But awareness alone is not enough to tackle the climate crisis. Current projections of its effects are alarming: millions could perish or be displaced and global GDP could be slashed by nearly one-fifth by 2050 if no climate action is taken.

Despite the urgency, we have a massive investment gap, estimated at US$3.7 trillion. But there is good news: it is clear that climate-impact businesses can be both economically interesting and societally impactful. In other words, climate investors can “do well by doing good”.

ABOVE  The author Ramanan Raghavendran is the managing partner of Amasia, a venture capital firm backing the next generation of sustainability-driven movers and shakers

Green is the new black

Encouragingly, there has been a widespread desire to lead more sustainable lives. A study found that over three-quarters of respondents consider environmental problems as concerning as health issues. This opinion, the study revealed, has little to do with age, gender or financial status, busting the myth that only young people are concerned about the climate.

SOURCE DATA:
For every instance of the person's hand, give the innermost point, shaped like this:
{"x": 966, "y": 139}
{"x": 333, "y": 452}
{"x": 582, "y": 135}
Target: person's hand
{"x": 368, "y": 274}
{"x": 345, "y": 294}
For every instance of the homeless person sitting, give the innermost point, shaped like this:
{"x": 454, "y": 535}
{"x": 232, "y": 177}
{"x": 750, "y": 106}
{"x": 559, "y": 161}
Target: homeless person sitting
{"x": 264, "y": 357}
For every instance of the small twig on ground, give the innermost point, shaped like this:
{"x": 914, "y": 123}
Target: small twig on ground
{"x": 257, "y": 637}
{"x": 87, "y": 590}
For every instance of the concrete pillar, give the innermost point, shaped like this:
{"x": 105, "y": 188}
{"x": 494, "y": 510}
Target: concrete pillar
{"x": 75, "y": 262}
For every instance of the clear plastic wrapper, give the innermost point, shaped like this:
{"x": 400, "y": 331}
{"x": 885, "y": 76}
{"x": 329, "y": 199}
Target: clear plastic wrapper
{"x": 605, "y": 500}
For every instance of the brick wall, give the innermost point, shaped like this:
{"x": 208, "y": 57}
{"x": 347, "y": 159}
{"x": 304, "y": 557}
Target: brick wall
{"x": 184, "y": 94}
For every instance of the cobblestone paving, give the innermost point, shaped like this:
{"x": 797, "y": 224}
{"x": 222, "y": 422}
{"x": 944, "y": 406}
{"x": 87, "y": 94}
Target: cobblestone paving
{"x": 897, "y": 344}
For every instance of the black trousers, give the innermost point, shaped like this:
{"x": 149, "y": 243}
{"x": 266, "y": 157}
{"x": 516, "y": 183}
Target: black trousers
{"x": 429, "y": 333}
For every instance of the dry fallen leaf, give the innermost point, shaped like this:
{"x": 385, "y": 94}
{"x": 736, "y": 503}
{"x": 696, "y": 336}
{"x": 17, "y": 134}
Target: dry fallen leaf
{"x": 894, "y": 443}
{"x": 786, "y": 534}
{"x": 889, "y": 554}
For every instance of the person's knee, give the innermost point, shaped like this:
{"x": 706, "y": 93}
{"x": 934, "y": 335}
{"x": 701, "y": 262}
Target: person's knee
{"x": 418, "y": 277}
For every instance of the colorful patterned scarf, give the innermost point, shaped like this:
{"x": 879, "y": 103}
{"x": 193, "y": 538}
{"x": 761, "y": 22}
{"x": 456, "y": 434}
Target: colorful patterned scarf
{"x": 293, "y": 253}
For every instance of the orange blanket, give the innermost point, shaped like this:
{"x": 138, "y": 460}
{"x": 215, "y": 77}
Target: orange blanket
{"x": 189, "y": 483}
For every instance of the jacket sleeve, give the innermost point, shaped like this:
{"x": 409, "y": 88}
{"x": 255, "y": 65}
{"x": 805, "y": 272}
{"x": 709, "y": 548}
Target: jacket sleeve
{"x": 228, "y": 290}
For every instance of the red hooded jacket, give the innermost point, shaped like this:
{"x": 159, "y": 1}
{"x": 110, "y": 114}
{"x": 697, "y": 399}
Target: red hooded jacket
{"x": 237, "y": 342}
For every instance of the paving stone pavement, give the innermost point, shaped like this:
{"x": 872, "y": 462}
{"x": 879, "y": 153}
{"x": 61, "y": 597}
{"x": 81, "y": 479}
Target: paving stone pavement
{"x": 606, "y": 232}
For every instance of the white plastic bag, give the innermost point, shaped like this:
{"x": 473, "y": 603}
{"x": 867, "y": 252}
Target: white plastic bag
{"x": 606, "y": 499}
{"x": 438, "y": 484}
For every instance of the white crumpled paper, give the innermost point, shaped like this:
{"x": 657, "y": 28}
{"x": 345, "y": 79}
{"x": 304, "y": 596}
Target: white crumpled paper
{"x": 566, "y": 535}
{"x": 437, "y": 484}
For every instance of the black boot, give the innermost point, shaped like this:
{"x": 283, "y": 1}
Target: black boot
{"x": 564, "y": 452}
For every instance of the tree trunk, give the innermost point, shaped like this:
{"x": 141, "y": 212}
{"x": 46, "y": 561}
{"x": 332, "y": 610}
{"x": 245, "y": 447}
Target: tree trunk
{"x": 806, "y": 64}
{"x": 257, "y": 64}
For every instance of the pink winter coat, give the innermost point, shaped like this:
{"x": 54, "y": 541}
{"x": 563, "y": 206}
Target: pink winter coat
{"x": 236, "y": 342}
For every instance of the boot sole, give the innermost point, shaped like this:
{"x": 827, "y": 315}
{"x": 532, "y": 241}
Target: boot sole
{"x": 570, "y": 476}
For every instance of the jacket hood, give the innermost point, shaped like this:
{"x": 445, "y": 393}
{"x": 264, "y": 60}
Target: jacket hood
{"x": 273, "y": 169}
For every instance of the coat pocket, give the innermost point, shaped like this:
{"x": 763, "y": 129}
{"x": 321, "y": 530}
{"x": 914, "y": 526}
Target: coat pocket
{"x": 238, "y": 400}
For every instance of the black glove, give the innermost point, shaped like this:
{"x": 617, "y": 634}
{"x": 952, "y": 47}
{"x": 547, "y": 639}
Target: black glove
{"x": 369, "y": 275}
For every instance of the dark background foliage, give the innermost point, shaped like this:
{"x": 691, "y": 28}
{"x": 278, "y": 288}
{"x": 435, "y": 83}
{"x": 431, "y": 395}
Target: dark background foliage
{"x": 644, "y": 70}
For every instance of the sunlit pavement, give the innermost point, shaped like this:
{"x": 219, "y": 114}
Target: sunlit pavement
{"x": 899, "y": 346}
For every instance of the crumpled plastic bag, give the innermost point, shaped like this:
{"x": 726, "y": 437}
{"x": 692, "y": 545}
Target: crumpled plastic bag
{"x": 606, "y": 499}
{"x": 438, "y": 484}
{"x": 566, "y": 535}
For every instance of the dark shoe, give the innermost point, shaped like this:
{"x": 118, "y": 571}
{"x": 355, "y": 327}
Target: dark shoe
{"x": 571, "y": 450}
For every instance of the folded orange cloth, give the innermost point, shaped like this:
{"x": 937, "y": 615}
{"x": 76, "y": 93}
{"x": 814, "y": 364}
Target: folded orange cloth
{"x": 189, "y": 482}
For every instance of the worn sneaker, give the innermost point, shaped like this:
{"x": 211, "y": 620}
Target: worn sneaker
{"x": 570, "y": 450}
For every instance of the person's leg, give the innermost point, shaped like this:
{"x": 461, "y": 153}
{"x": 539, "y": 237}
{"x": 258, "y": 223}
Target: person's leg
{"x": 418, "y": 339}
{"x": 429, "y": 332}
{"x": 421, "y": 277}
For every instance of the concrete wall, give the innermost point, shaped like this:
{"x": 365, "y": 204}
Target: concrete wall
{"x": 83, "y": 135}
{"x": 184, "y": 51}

--

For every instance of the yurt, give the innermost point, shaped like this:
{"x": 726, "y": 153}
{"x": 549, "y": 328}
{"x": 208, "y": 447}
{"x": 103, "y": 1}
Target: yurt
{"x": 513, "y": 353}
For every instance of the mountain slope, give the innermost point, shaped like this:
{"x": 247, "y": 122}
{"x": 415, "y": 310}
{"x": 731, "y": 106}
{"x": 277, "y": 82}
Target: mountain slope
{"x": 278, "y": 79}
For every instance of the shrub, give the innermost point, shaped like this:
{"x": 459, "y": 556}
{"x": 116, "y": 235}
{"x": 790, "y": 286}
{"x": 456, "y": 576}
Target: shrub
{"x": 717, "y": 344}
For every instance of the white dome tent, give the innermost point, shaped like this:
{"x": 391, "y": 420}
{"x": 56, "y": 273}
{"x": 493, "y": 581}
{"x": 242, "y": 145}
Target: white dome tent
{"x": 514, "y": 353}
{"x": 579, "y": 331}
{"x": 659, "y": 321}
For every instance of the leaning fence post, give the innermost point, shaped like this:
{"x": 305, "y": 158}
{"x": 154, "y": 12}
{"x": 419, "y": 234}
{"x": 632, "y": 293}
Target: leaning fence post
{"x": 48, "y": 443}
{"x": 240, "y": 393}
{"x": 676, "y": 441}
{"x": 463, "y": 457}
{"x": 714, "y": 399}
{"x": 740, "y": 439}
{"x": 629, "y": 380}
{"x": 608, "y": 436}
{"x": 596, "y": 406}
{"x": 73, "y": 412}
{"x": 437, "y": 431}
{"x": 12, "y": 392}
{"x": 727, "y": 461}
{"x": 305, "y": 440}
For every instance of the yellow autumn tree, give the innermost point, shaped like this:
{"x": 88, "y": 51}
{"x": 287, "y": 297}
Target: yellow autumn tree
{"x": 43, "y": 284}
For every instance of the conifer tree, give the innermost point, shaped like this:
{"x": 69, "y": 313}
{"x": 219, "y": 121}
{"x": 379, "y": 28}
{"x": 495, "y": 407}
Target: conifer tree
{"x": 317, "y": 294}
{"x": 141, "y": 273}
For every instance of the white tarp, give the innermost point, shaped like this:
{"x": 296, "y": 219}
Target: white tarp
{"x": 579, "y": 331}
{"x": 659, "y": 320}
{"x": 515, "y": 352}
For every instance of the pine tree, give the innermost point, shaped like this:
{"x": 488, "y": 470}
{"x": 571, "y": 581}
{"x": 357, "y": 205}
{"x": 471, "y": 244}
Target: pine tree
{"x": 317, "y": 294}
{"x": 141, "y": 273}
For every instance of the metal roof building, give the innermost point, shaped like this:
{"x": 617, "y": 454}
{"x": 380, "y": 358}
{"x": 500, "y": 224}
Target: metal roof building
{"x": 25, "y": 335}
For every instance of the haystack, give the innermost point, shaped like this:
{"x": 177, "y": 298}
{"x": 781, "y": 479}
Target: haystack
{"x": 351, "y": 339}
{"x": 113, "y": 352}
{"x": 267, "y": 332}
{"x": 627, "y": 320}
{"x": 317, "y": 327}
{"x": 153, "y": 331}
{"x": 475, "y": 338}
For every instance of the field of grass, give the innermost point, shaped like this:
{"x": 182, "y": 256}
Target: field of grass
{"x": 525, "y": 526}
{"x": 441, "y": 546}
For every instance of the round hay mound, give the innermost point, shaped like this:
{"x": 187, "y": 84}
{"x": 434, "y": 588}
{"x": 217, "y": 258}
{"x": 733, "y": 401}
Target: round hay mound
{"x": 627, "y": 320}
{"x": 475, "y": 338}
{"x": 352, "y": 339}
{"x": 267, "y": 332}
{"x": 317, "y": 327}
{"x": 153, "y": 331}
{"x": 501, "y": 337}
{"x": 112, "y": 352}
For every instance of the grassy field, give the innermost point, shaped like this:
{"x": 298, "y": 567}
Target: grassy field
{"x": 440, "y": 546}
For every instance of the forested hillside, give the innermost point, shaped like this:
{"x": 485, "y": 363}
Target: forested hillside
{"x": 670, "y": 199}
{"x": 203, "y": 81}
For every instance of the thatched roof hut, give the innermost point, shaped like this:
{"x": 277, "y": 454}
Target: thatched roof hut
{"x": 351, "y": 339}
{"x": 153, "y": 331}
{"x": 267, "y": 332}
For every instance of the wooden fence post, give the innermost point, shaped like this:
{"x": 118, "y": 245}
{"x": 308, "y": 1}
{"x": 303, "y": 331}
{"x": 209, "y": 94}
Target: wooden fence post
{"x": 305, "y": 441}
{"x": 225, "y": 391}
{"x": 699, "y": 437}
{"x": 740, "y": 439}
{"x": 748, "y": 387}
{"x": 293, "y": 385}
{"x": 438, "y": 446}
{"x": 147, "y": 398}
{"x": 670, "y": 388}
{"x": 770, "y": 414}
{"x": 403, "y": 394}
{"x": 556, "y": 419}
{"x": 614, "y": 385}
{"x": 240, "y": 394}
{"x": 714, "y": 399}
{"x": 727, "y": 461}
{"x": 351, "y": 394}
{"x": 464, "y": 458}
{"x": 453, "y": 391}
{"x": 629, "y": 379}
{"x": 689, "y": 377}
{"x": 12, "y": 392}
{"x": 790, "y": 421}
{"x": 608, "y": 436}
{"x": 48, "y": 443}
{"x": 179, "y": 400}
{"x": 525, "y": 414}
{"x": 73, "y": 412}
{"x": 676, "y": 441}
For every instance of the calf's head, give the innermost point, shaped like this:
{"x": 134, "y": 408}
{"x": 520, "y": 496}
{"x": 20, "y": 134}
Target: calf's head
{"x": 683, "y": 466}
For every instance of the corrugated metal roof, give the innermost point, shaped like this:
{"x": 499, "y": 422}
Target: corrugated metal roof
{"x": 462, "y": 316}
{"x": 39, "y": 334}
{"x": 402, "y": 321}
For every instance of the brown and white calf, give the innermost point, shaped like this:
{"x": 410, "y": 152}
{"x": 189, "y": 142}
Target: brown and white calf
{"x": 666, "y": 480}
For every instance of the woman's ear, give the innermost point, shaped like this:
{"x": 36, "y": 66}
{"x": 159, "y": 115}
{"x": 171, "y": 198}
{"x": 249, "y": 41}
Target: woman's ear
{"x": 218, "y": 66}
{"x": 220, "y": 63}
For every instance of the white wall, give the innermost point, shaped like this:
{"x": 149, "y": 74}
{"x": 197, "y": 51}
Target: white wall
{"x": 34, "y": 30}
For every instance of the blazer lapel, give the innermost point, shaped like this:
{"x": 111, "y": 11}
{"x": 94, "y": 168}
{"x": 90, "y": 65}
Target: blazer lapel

* * *

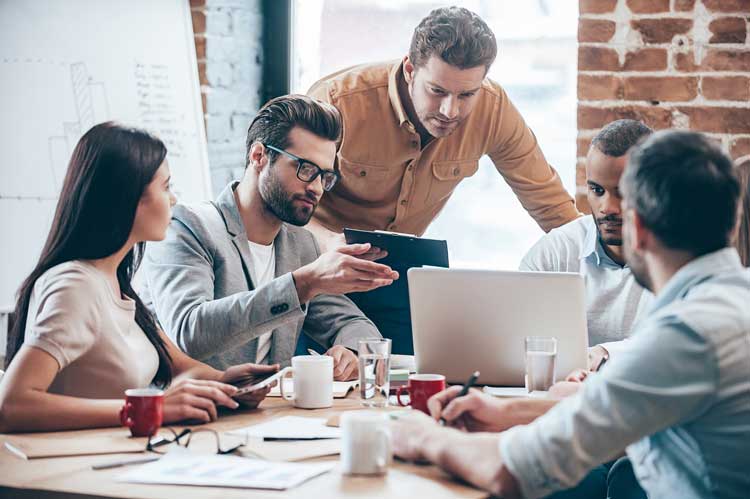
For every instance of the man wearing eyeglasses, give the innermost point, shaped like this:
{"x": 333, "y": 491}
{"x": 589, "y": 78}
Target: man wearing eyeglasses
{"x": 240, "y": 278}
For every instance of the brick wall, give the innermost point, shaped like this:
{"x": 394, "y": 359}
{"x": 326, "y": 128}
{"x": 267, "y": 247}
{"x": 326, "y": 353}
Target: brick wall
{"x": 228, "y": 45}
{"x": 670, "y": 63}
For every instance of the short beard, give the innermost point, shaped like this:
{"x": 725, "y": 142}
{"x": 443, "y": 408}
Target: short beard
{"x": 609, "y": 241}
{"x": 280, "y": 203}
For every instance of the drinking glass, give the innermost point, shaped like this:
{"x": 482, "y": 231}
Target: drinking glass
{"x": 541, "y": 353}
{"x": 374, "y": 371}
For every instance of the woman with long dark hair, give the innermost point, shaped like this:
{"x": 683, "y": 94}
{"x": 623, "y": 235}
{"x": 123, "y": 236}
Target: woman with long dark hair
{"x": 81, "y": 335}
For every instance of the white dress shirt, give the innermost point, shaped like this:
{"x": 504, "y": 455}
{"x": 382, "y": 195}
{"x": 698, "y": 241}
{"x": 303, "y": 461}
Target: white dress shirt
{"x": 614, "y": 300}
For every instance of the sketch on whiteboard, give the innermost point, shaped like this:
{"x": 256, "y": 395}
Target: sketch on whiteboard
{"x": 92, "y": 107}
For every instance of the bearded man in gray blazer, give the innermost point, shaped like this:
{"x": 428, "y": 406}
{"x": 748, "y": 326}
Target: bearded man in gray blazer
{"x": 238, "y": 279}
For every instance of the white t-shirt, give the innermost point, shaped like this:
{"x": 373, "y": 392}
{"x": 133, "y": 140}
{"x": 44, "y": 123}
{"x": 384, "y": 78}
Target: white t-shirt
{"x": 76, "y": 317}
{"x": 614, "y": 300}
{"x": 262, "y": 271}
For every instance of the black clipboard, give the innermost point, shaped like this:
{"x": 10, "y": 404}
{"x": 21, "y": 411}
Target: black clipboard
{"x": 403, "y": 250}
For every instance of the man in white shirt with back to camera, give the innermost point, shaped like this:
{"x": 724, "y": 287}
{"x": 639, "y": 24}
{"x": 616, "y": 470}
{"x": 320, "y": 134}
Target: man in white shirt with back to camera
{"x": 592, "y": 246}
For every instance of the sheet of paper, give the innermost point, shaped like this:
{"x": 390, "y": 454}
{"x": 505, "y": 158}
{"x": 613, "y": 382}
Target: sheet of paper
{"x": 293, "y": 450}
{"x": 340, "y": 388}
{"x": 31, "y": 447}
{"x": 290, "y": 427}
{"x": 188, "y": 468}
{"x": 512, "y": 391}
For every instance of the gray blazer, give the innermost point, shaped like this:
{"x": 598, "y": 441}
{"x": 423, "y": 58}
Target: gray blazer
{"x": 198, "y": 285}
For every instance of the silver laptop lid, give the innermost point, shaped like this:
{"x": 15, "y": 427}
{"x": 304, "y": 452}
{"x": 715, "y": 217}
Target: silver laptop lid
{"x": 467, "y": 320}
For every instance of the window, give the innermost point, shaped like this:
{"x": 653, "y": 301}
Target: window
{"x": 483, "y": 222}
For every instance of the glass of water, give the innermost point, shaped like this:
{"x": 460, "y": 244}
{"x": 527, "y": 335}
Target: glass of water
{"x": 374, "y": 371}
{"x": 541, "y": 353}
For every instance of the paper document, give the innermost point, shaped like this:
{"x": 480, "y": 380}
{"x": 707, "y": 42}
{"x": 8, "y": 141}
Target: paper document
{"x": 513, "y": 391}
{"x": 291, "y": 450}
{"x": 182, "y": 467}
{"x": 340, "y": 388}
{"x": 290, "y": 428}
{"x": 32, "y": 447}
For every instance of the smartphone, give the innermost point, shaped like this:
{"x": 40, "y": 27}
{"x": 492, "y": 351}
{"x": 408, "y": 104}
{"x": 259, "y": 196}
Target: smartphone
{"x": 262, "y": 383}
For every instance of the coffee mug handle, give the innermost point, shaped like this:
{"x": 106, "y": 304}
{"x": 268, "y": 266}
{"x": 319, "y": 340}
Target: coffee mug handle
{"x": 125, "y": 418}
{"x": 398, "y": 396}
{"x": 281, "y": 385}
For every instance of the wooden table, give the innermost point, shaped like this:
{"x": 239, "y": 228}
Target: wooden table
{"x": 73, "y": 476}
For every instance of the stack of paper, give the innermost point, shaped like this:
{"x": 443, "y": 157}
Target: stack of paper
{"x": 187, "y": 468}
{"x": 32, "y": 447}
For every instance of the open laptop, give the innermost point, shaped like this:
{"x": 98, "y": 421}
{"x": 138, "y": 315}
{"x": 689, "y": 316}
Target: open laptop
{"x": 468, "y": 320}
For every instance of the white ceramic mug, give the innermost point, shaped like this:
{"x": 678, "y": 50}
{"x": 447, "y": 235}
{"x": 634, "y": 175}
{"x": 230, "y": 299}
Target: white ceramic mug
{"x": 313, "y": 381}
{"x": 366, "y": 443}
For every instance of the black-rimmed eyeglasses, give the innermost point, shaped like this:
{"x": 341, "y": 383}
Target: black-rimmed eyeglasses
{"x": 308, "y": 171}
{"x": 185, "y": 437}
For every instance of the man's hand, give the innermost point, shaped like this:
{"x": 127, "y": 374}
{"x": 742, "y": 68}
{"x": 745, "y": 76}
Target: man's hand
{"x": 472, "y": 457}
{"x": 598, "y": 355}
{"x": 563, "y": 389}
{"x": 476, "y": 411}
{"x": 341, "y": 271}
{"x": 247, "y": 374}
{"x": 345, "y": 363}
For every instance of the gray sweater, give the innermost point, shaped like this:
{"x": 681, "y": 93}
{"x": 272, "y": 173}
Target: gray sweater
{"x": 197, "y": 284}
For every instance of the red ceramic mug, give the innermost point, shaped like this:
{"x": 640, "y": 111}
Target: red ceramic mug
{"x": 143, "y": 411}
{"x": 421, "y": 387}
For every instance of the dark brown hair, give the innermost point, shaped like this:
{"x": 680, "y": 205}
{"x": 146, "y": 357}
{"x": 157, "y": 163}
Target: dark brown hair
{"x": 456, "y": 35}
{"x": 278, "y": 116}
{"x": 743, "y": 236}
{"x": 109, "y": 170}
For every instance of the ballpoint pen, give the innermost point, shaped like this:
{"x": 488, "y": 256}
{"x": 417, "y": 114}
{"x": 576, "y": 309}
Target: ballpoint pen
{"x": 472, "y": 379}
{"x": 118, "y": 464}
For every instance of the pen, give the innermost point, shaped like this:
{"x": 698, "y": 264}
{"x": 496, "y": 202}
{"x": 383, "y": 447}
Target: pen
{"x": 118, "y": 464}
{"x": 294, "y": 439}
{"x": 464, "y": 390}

EXERCISE 1: According to the passage on climate investment, how large is the climate investment gap estimated to be?
EXERCISE 2: Carry on the passage on climate investment, starting after its final sentence.

REPLY 1: US$3.7 trillion

REPLY 2:
This heightened awareness has been the key catalyst in the rise of the climate-conscious consumer, who is determined to shift their lifestyle and consumption habits. People are actively avoiding certain products and increasingly willing to pay a premium for more responsibly produced products, in some cases as much as 50 percent more.  

This creates business opportunities, and firms that ignore it will likely lose out in the battle for market share.

Businesses must understand that we are creating a new world with enormous new markets where doing good for the environment is necessary for keeping up your business. Larger companies need to either participate or run the risk of quickly becoming obsolete.

The role of investors

Businesses obviously have a crucial role to play in tackling the climate crisis. Venture capital specifically has a critical role, as firms such as Amasia invest at the earliest stages.

Economic returns are still vital in this paradigm and are central to Amasia’s approach. We do not believe in “concessionary” returns in our work—we seek to deliver top-tier returns to our investors while also doing good.

— Ramanan Raghavendran —

The rise of innovative businesses that do well and do good

Behavioural change at scale is urgently needed to combat the climate crisis. Sustainability investment should be placed in areas that have the potential to inspire and shape change at global scale.

An example of enabling climate-positive behavioural adjustment is getting better environmental data, which falls within “R1 - Review” of Amasia’s “4 Rs” investment thesis.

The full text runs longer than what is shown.